What needs to be done.
A set of records appears below. Print them all, word for word.
________
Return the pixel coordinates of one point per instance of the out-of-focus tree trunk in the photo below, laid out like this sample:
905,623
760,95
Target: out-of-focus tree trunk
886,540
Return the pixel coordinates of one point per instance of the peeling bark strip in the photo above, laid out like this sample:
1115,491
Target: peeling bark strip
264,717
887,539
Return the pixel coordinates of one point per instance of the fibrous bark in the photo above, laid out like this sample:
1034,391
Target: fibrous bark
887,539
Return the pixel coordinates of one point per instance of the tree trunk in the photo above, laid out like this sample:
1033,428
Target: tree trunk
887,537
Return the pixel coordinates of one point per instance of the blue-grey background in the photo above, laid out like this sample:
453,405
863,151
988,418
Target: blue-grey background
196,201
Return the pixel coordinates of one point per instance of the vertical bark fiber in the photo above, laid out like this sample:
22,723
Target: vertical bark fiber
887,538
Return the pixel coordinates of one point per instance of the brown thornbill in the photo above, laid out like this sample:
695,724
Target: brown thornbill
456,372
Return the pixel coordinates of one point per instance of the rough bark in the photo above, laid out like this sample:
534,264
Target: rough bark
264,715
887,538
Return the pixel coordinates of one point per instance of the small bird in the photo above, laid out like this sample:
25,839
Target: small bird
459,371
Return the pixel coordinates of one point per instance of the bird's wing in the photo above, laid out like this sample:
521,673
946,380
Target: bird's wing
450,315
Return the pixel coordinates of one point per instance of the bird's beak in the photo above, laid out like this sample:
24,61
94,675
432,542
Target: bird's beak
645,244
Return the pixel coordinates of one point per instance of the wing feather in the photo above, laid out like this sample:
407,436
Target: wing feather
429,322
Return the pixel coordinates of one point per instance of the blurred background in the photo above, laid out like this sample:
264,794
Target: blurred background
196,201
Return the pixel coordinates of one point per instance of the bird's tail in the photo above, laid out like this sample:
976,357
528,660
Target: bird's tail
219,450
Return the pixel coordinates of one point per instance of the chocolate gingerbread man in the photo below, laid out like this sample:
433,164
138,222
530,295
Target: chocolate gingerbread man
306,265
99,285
________
Answer for this exercise.
Return the pixel coordinates of one point per instance of the out-of-focus tree trunk in the photo below, laid out like this sample:
905,623
760,95
Target: out-of-focus tree trunk
886,540
Return the pixel coordinates of one point per instance of the peeling bark strip in the photo above, laid out like this sample:
1115,491
Target: peeling bark strip
264,717
887,539
Return the pixel coordinates of one point per instance of the fibrous bark in the photo above, laid out like this sample:
1034,391
Target: fibrous bark
887,539
Return the pixel coordinates of one point per instance of the tree trunk in the photo above, laid out like this sample:
1033,428
Target: tree trunk
887,537
Return the pixel coordinates of one point per instance of the blue-grey background in the photo above, laid out like this sample:
453,405
863,151
988,418
Target: blue-grey background
196,201
Return the pixel coordinates of one point per instance of the vertical bark fiber in the photo above, laid out like this sample:
22,723
Target: vertical bark fiber
887,538
Return the pixel coordinates of one point per instance of the brown thornbill in the photo above, laid out like this sample:
695,724
Target: brown thornbill
456,372
Return the pixel coordinates of one point per instance of the rough bark in the photo above, laid out like this sample:
534,264
Target: rough bark
264,715
887,538
Return the pixel coordinates of one point per instance of the small bird in the photo above, laid out like this sample:
25,839
Target: small bird
459,371
Return the pixel coordinates of one point per instance of the bird's wing in the photo above, laid out like this sample:
521,673
946,380
Target: bird's wing
450,315
Return the pixel coordinates of one point per instance of the bird's beak in the photo above, laid out like this sample:
24,61
94,675
432,542
Target: bird's beak
645,244
Return the pixel coordinates of one point per instance of the wing feather in the photo above, laid out like this sample:
407,436
Target: wing feather
429,322
Return the pixel coordinates of one point per instance of the blurred background in the photo above, laid out like this sample:
264,794
Target: blurred background
196,201
Return the pixel coordinates of one point per instance of the bird's tail in the photo above, laid out like this sample:
976,357
528,660
Target: bird's tail
219,450
Return the pixel coordinates of one point per instance of the chocolate gingerbread man in the photo below, laid out like this sample:
433,164
138,222
530,295
Target: chocolate gingerbread man
306,265
99,285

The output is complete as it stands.